/---

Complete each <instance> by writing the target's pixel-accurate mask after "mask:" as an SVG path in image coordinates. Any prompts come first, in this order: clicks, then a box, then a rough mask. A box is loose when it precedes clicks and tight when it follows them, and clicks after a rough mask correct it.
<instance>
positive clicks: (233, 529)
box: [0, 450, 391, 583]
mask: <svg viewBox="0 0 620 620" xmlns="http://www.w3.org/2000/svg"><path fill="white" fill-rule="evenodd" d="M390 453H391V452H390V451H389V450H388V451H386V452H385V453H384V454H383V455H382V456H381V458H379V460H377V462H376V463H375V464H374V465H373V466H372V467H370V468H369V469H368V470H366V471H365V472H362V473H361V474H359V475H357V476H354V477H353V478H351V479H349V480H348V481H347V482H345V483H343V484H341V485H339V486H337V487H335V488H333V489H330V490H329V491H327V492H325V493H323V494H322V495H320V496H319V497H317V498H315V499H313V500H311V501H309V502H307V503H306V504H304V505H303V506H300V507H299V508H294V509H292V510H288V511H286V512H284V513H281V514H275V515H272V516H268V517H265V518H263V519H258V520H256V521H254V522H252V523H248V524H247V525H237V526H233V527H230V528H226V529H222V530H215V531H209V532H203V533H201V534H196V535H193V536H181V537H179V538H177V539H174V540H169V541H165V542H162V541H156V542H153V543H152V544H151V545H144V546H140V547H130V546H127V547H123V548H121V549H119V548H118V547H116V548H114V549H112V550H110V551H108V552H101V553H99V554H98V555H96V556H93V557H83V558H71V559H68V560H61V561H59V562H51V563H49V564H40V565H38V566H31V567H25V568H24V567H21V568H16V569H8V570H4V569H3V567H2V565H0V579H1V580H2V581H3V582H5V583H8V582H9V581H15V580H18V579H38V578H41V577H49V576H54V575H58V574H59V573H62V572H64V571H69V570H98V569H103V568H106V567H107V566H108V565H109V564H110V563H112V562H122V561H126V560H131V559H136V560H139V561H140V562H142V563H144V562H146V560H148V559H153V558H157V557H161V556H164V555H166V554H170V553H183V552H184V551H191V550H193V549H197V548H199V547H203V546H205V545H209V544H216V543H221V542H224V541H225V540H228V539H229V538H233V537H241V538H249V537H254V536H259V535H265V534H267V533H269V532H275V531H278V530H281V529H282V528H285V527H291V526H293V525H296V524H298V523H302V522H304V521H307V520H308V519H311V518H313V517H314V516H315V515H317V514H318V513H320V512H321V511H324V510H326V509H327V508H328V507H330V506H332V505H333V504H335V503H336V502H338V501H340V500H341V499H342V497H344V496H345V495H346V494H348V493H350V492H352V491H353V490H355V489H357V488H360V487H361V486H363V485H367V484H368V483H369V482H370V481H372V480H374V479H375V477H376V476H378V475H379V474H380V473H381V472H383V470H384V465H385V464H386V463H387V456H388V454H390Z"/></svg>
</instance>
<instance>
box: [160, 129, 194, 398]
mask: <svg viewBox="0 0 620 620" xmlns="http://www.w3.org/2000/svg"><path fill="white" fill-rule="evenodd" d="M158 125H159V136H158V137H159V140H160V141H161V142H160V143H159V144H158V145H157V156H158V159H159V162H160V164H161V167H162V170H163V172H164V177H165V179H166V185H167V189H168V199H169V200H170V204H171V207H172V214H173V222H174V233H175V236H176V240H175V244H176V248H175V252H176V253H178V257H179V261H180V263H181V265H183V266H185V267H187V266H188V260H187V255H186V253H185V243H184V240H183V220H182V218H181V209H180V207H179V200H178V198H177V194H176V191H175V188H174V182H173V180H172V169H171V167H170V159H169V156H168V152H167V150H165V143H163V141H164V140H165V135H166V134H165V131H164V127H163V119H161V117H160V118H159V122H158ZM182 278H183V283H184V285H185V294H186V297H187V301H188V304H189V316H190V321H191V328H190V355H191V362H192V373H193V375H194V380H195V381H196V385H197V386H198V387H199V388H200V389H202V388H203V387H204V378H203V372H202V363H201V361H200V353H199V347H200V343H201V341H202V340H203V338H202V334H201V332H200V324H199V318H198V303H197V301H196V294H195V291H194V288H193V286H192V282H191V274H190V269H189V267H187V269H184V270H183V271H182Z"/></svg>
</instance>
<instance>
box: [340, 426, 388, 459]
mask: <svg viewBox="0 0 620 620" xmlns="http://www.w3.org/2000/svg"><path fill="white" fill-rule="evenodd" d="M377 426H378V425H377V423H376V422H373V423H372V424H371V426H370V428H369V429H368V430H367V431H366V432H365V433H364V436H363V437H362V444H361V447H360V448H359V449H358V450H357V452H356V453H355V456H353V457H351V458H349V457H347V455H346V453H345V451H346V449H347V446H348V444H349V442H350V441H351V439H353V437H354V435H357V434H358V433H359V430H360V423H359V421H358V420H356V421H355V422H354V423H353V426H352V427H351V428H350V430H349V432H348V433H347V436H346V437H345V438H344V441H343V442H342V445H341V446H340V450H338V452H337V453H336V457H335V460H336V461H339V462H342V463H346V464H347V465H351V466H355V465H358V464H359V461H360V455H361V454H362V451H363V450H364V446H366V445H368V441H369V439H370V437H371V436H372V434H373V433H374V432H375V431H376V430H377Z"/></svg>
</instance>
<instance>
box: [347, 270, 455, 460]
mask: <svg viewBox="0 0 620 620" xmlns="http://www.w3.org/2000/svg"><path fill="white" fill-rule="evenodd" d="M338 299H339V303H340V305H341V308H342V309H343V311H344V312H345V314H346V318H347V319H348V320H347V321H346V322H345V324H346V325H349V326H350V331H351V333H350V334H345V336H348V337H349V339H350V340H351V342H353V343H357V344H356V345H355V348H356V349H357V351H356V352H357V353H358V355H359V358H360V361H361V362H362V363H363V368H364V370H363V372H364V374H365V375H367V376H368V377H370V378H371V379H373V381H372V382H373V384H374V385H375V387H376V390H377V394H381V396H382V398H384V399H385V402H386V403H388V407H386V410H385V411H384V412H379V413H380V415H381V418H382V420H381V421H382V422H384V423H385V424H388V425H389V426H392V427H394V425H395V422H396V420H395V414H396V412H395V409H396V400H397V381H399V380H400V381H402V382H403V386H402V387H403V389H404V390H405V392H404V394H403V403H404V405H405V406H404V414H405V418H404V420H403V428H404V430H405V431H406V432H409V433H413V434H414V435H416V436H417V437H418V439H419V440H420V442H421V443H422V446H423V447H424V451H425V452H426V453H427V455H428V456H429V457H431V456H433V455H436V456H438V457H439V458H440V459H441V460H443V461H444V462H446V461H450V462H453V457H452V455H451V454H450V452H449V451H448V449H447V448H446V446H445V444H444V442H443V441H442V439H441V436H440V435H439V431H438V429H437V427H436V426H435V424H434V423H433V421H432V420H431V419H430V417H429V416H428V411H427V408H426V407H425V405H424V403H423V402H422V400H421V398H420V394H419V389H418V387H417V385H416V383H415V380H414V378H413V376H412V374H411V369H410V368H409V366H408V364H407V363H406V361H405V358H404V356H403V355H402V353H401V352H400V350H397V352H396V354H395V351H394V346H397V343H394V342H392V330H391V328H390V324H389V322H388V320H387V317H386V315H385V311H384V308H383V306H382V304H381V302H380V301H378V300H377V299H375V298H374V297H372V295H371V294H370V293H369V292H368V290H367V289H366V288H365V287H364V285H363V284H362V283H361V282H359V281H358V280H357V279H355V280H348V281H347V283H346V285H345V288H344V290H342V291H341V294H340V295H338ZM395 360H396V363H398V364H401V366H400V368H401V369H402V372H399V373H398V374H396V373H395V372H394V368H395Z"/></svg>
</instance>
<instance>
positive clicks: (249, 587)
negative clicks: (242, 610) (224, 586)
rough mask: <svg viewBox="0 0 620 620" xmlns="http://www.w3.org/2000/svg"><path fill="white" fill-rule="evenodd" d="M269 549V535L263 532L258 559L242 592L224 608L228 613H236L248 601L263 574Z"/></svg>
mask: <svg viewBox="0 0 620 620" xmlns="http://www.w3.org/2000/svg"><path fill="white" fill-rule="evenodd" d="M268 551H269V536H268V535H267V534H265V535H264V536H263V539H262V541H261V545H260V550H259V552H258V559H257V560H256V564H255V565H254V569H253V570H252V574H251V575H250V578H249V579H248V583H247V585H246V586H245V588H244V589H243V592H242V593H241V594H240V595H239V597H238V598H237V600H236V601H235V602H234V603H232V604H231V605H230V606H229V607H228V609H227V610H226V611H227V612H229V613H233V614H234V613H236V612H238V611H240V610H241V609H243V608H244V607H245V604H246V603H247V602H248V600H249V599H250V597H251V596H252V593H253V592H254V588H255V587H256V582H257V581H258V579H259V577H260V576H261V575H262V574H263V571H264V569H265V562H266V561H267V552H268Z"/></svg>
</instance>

\---

Aim of the exercise:
Find each line in the material above that carries the string "rough", and copy it.

Response:
Complete each <instance> by writing the target's pixel-accurate mask after "mask:" as an SVG path in image coordinates. Any prompts come first, in this order: clicks, then a box, then a rough mask. A box is loose when it precedes clicks and tight when it follows them, and clicks after a rough mask correct it.
rough mask: <svg viewBox="0 0 620 620" xmlns="http://www.w3.org/2000/svg"><path fill="white" fill-rule="evenodd" d="M269 549V535L263 532L258 559L242 592L224 608L228 613H236L248 601L263 574Z"/></svg>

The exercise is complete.